Записи для определения положения:

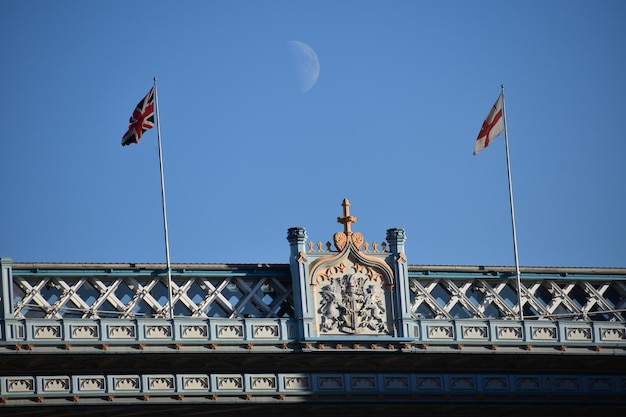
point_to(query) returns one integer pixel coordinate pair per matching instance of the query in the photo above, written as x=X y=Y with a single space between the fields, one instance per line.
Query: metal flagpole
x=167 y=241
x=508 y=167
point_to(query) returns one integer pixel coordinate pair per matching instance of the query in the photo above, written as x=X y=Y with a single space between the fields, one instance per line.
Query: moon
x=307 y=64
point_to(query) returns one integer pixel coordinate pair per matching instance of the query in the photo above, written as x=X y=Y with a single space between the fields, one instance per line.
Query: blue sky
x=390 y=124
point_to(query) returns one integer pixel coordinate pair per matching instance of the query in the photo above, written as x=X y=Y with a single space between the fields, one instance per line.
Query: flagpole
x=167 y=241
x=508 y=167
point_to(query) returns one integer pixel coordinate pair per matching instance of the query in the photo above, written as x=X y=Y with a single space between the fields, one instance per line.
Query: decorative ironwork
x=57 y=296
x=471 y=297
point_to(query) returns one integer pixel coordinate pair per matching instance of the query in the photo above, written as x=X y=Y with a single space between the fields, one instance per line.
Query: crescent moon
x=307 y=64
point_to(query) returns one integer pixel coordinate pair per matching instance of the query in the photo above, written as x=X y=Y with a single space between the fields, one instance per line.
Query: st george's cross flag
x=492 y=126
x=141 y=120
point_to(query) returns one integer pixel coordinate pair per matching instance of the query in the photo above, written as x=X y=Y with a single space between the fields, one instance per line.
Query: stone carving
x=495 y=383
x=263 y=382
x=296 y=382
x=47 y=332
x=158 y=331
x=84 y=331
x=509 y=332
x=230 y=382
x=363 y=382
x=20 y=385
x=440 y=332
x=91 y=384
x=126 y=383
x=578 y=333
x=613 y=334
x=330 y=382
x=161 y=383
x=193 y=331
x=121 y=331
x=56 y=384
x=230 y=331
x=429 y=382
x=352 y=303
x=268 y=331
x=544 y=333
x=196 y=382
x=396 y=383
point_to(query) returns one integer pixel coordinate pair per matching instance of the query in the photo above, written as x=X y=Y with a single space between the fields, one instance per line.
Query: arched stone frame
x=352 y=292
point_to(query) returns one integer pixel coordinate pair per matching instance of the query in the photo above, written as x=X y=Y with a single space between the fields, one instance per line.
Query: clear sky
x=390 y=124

ЦЕЛЬ ЗАДАНИЯ |
Выпишите из списка все строки, где встречается слово «flagpole».

РЕШЕНИЕ ЗАДАЧИ |
Query: metal flagpole
Query: flagpole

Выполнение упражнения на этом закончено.